INTELLIGENT WORK FORUMS
FOR COMPUTER PROFESSIONALS

Log In

Come Join Us!

Are you a
Computer / IT professional?
Join Tek-Tips Forums!
  • Talk With Other Members
  • Be Notified Of Responses
    To Your Posts
  • Keyword Search
  • One-Click Access To Your
    Favorite Forums
  • Automated Signatures
    On Your Posts
  • Best Of All, It's Free!

*Tek-Tips's functionality depends on members receiving e-mail. By joining you are opting in to receive e-mail.

Posting Guidelines

Promoting, selling, recruiting, coursework and thesis posting is forbidden.

Jobs

Break a file into multiple files

Break a file into multiple files

(OP)
I have a file that contains some headers at the first of the file starting with "H" that I want to write to the first of all of the following files that are created based on the non H records field 2.
Everything works like I want it to except for the multiple H records printed to each file.

Any help is appreciated.

Here's the data file:
H1
H 2
H 3
H
H 44
GROUP1 AA 1
GROUP1 AA 2
GROUP1 AA 10
GROUP1 BB 1
GROUP1 CC 1
GROUP2 AA 3
GROUP2 AA 4
GROUP3 AA 5
GROUP10 AA 5

and here's my script so far:
BEGIN {
# if (substr($0,1,1) == "H"){print $0 > $2".DAT"}
old=$2
}
{
new=$2
#if (substr($0,1,1) != "H")

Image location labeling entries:

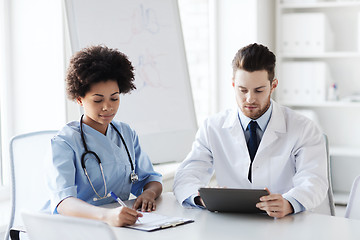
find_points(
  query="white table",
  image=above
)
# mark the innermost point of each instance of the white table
(209, 225)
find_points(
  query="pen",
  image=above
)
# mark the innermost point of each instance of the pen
(116, 198)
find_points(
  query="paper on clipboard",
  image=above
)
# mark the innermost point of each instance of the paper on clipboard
(152, 222)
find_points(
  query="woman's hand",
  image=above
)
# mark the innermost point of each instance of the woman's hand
(121, 216)
(146, 201)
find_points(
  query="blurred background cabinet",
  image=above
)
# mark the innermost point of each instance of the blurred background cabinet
(318, 64)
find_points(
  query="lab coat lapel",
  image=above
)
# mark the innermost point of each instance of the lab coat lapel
(232, 123)
(276, 125)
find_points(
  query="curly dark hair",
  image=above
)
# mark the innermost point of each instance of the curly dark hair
(255, 57)
(96, 64)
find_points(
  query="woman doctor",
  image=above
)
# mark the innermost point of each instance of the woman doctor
(96, 155)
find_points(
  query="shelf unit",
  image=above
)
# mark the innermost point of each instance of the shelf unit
(338, 119)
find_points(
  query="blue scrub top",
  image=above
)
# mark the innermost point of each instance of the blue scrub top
(66, 176)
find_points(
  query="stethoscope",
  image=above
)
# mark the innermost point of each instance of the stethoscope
(133, 176)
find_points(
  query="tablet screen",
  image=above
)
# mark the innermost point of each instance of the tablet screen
(232, 199)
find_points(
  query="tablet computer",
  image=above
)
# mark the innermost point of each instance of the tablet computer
(232, 199)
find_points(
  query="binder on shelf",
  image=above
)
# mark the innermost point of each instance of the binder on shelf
(306, 33)
(303, 82)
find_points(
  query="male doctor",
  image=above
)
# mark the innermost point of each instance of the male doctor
(258, 145)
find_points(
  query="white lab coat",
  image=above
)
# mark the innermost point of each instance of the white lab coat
(290, 160)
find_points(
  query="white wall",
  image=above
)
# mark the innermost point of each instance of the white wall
(240, 23)
(33, 97)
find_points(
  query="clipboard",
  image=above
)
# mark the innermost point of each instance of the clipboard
(232, 199)
(153, 222)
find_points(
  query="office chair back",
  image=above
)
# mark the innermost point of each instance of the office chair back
(327, 206)
(353, 206)
(28, 186)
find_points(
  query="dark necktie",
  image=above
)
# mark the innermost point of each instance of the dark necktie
(252, 144)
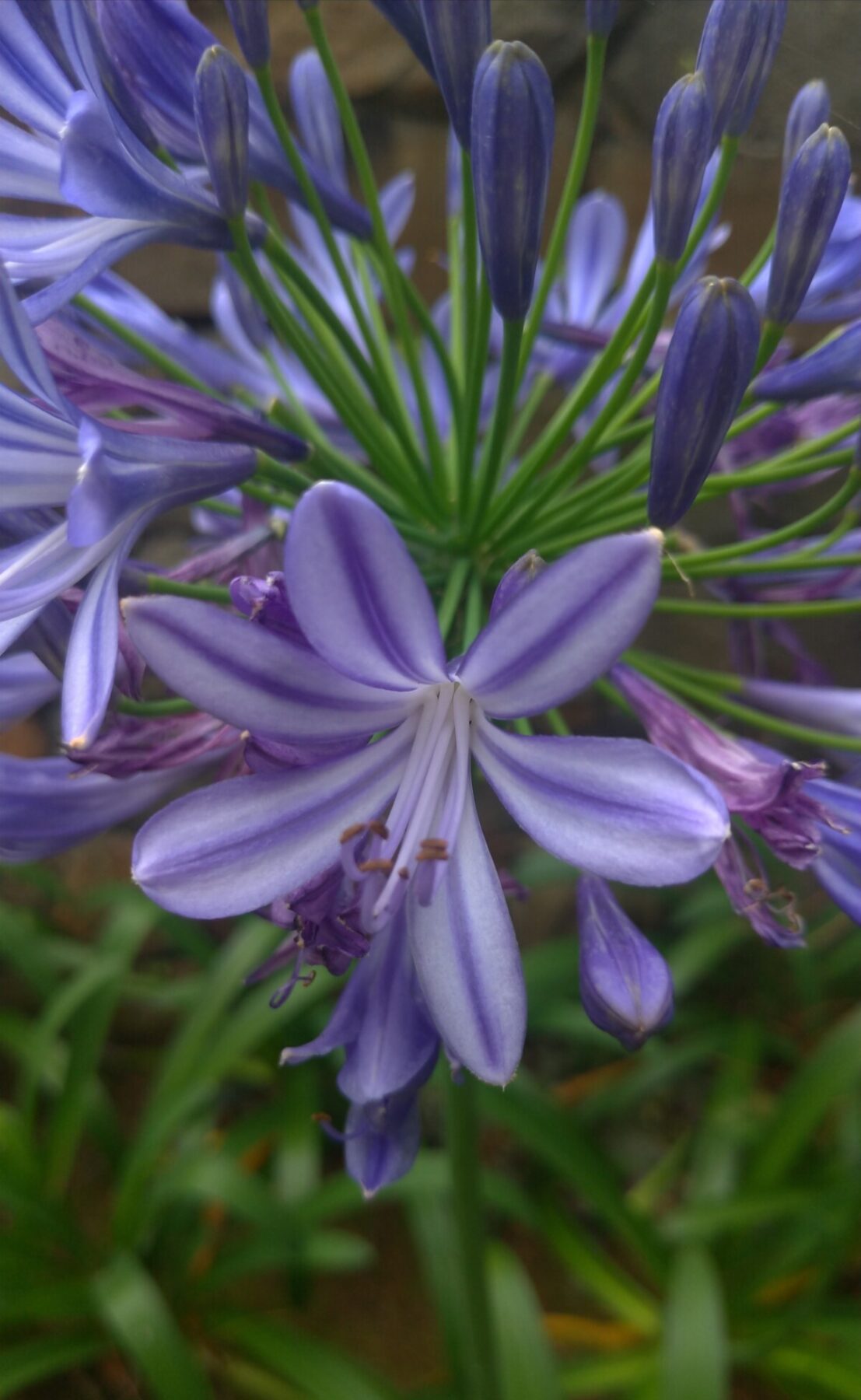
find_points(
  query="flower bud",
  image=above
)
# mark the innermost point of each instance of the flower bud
(681, 152)
(625, 983)
(405, 16)
(457, 37)
(317, 115)
(770, 19)
(251, 26)
(222, 115)
(707, 369)
(723, 56)
(811, 107)
(601, 17)
(511, 147)
(812, 192)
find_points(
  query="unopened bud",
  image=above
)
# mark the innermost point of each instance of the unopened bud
(707, 369)
(812, 192)
(222, 115)
(625, 983)
(681, 152)
(511, 147)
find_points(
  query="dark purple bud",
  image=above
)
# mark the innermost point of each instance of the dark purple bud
(601, 17)
(707, 369)
(251, 26)
(317, 115)
(511, 147)
(833, 367)
(811, 107)
(770, 19)
(726, 47)
(405, 16)
(812, 192)
(681, 152)
(625, 983)
(222, 117)
(457, 38)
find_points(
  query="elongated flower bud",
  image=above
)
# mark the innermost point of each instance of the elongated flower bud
(770, 19)
(457, 37)
(681, 152)
(251, 26)
(811, 107)
(511, 147)
(810, 201)
(724, 54)
(222, 115)
(601, 17)
(707, 369)
(625, 983)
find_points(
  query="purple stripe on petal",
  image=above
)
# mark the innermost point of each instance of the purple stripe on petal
(618, 808)
(357, 594)
(566, 629)
(252, 678)
(468, 961)
(243, 843)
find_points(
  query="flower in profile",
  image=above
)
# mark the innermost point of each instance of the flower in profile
(399, 810)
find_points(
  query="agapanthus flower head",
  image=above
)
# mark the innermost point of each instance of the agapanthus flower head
(681, 149)
(811, 195)
(706, 371)
(511, 149)
(625, 983)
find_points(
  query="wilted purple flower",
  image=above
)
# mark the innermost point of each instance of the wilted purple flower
(726, 51)
(373, 661)
(511, 147)
(457, 37)
(625, 983)
(811, 107)
(251, 26)
(222, 117)
(707, 369)
(681, 149)
(810, 201)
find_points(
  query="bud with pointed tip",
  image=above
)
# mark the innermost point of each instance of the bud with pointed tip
(457, 37)
(812, 192)
(251, 26)
(222, 115)
(811, 107)
(625, 983)
(681, 152)
(707, 369)
(511, 147)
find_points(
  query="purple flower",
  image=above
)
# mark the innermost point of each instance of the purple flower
(373, 663)
(625, 983)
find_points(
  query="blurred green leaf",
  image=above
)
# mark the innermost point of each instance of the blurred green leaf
(140, 1322)
(528, 1368)
(695, 1360)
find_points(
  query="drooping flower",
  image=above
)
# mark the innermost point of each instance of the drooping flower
(371, 661)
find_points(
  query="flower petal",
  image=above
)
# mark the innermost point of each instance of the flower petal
(468, 961)
(243, 843)
(357, 594)
(566, 628)
(618, 808)
(252, 678)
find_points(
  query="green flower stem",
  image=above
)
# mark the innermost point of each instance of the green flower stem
(381, 241)
(495, 443)
(706, 696)
(153, 709)
(205, 593)
(472, 399)
(462, 1122)
(577, 168)
(170, 367)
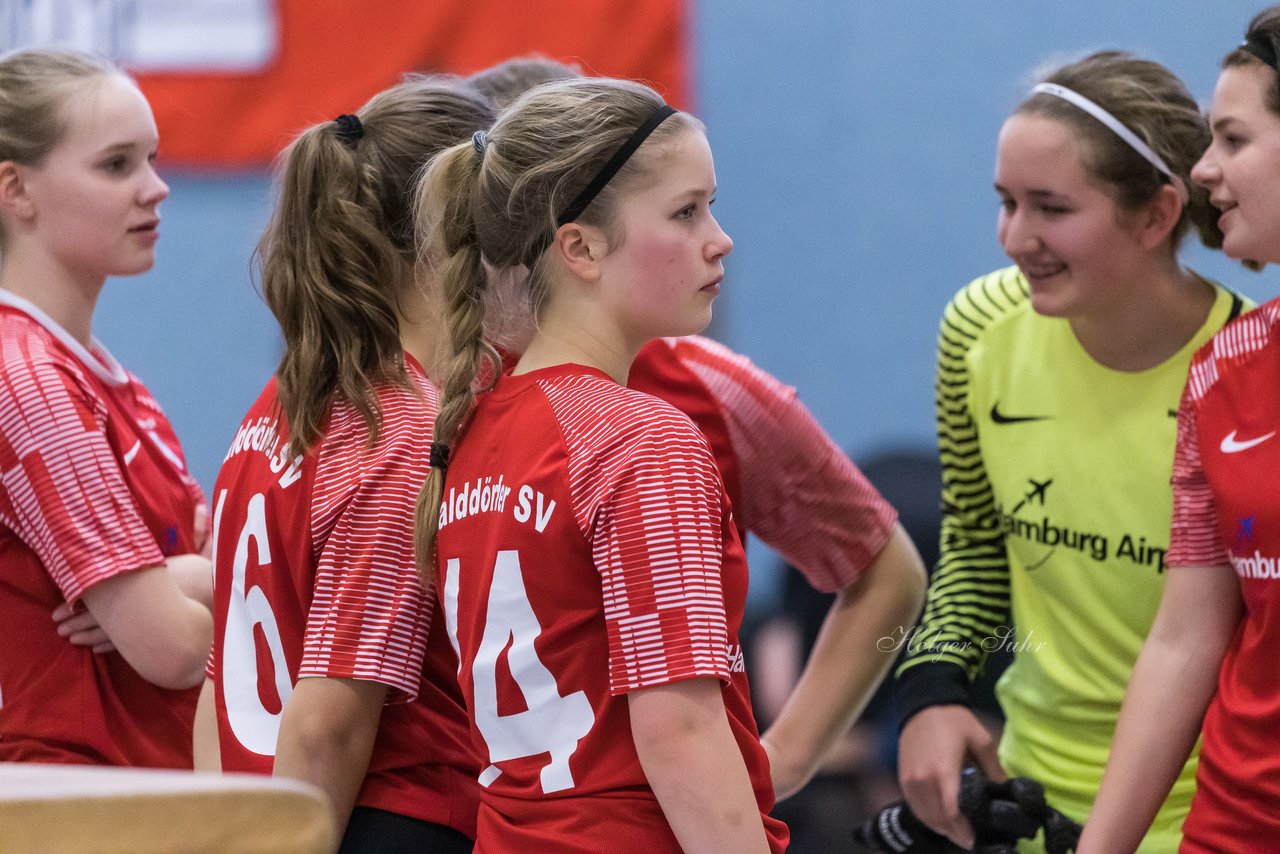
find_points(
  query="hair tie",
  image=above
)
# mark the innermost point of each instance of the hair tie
(1119, 128)
(615, 163)
(1262, 50)
(350, 129)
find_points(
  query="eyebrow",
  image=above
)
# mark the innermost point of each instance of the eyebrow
(1034, 193)
(126, 146)
(1221, 123)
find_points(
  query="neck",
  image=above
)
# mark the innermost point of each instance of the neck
(424, 333)
(1159, 310)
(69, 302)
(568, 338)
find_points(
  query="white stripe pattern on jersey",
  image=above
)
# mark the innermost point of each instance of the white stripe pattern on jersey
(1196, 539)
(369, 615)
(97, 530)
(800, 493)
(653, 515)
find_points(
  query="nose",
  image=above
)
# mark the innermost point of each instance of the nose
(720, 243)
(154, 188)
(1015, 233)
(1206, 172)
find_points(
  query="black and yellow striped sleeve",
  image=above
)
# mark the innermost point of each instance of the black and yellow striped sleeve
(968, 601)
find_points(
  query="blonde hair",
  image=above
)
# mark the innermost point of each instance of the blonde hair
(341, 243)
(498, 201)
(508, 80)
(35, 83)
(1265, 31)
(1153, 104)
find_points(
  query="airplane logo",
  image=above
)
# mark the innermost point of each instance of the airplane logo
(1037, 492)
(1230, 444)
(1244, 531)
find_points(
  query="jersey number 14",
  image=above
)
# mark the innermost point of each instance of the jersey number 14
(552, 724)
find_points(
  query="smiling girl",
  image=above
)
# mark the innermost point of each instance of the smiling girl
(100, 524)
(589, 571)
(1208, 666)
(1057, 382)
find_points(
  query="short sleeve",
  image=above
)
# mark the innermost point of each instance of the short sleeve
(369, 615)
(1194, 537)
(658, 542)
(801, 494)
(64, 493)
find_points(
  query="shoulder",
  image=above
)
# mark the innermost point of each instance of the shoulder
(1233, 347)
(986, 302)
(35, 361)
(407, 414)
(597, 414)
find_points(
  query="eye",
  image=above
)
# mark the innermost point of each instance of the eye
(115, 164)
(1233, 141)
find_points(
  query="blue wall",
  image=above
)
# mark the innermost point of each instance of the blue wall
(854, 151)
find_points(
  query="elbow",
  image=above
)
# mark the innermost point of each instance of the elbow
(901, 572)
(181, 663)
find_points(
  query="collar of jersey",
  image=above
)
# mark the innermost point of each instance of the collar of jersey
(104, 364)
(515, 383)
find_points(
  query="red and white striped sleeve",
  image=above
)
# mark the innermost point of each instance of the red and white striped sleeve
(801, 494)
(63, 488)
(1194, 537)
(369, 615)
(647, 492)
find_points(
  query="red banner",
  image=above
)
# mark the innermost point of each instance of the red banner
(332, 55)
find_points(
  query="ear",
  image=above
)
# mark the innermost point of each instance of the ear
(580, 249)
(14, 199)
(1160, 217)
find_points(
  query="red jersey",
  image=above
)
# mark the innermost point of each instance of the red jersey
(585, 551)
(789, 483)
(92, 484)
(1225, 511)
(315, 576)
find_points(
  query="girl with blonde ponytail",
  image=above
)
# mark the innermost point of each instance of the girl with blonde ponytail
(321, 666)
(589, 572)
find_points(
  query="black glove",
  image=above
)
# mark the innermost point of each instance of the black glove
(1001, 813)
(897, 831)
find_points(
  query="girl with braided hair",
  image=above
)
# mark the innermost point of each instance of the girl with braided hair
(327, 665)
(589, 572)
(1208, 666)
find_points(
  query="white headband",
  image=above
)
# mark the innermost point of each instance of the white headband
(1116, 127)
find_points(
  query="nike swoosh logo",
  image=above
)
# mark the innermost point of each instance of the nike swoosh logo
(1230, 444)
(1000, 418)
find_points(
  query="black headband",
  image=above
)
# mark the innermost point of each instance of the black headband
(620, 158)
(1264, 50)
(350, 129)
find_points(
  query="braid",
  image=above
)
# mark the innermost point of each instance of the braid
(465, 283)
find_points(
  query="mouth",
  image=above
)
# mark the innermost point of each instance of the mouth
(1041, 272)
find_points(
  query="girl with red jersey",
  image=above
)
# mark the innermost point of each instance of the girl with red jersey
(792, 487)
(1208, 666)
(100, 524)
(321, 628)
(590, 575)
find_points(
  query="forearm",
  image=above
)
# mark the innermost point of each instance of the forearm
(327, 738)
(850, 658)
(1173, 683)
(193, 574)
(695, 767)
(205, 747)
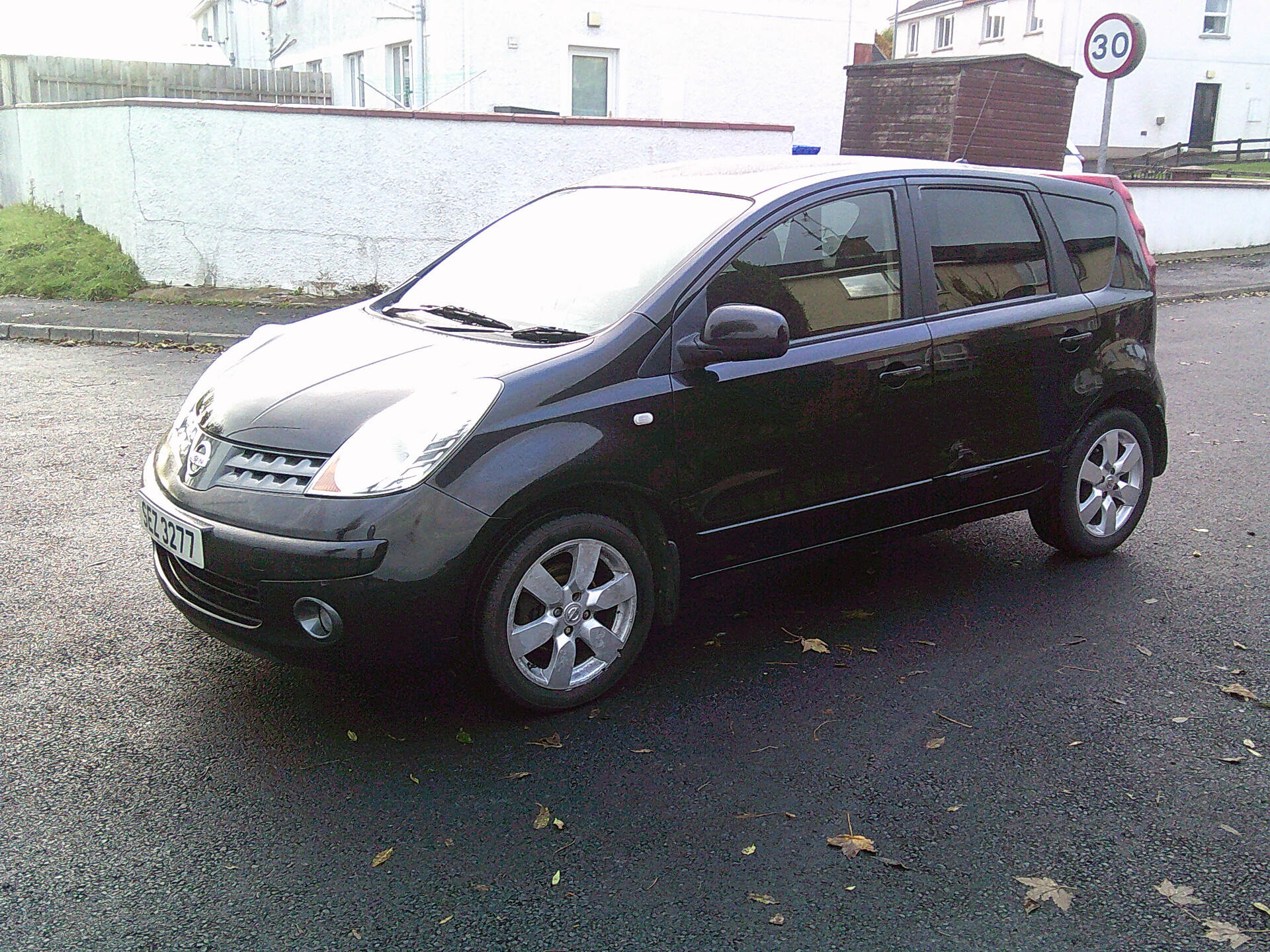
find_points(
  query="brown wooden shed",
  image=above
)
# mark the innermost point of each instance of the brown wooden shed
(990, 110)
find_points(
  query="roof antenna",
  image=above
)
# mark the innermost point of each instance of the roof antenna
(986, 97)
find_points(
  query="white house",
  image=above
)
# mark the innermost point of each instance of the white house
(691, 60)
(240, 28)
(1206, 75)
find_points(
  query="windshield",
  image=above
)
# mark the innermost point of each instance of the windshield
(575, 260)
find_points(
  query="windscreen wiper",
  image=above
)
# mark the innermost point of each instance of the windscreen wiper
(548, 335)
(451, 313)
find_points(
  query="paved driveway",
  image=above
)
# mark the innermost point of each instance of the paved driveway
(160, 791)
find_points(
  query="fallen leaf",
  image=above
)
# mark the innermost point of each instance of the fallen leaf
(853, 843)
(1224, 932)
(1179, 895)
(1240, 692)
(1042, 888)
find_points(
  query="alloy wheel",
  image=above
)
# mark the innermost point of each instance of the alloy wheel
(572, 614)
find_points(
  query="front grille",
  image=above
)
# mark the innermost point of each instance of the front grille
(269, 471)
(230, 600)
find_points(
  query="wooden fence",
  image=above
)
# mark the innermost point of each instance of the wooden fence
(59, 79)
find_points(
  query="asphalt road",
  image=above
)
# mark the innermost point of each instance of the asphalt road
(159, 791)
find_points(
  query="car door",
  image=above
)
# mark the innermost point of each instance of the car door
(828, 441)
(1009, 331)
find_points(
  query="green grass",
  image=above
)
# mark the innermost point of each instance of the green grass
(46, 254)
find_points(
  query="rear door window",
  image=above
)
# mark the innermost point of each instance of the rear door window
(984, 247)
(831, 267)
(1089, 235)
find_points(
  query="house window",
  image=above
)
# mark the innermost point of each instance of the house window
(1035, 24)
(994, 23)
(593, 74)
(399, 73)
(1217, 16)
(353, 67)
(944, 32)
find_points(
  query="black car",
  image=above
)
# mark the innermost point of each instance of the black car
(653, 377)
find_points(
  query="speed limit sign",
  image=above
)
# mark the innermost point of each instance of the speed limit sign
(1115, 46)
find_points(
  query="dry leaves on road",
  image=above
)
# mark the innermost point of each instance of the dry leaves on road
(853, 843)
(1040, 889)
(1179, 895)
(1224, 932)
(1240, 692)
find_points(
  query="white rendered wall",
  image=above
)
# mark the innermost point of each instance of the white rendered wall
(1202, 216)
(1164, 84)
(292, 197)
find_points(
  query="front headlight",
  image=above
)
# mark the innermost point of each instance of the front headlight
(399, 447)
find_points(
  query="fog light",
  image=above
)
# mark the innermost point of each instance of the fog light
(319, 619)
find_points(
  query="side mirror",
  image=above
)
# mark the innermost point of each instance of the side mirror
(737, 333)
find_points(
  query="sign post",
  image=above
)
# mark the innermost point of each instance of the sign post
(1113, 48)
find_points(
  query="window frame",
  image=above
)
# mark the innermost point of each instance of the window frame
(609, 54)
(1224, 33)
(689, 313)
(1062, 278)
(994, 26)
(940, 22)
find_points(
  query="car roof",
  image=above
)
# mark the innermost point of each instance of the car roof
(752, 177)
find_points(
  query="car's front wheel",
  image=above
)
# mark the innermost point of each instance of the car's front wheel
(1101, 489)
(567, 611)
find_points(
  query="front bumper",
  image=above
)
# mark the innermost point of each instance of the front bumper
(392, 592)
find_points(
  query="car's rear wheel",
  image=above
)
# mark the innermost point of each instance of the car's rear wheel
(1101, 489)
(567, 611)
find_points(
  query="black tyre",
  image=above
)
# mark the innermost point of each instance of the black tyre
(1101, 489)
(566, 612)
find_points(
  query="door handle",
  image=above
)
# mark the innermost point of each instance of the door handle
(1072, 342)
(897, 377)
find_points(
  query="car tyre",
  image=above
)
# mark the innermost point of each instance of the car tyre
(566, 612)
(1101, 489)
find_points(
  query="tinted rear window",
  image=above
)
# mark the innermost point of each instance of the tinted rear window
(986, 247)
(1089, 235)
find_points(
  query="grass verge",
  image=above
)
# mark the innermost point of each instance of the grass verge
(46, 254)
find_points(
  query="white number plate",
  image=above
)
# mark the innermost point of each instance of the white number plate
(177, 536)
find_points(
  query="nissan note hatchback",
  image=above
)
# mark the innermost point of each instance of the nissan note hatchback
(653, 377)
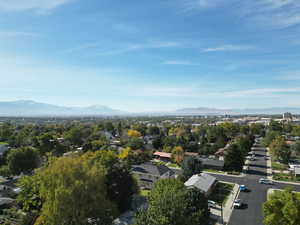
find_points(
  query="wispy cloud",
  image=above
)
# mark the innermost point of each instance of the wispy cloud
(289, 75)
(261, 91)
(274, 13)
(181, 62)
(228, 48)
(36, 5)
(14, 34)
(136, 47)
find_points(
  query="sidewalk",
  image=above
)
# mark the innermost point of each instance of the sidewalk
(227, 209)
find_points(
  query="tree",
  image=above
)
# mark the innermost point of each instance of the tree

## Exercises to complete
a: In the forum thread, what is the one thing the poster says is not working as intended?
b: Reproduce the passage of the forum thread that begins at the words "I have a file" and stops after the words "records field 2.".
c: Rewrite the paragraph of the forum thread that starts with "I have a file that contains some headers" in a shorter form, keeping its main facts.
None of the rows are needed here.

## Written answers
a: Multiple H records are printed to each file.

b:
I have a file that contains some headers at the first of the file starting with "H" that I want to write to the first of all of the following files that are created based on the non H records field 2.

c: The poster's file opens with header records starting with "H", and these headers should be written at the top of every output file created from field 2 of the non-H records. Everything works except that multiple H records are printed to each file.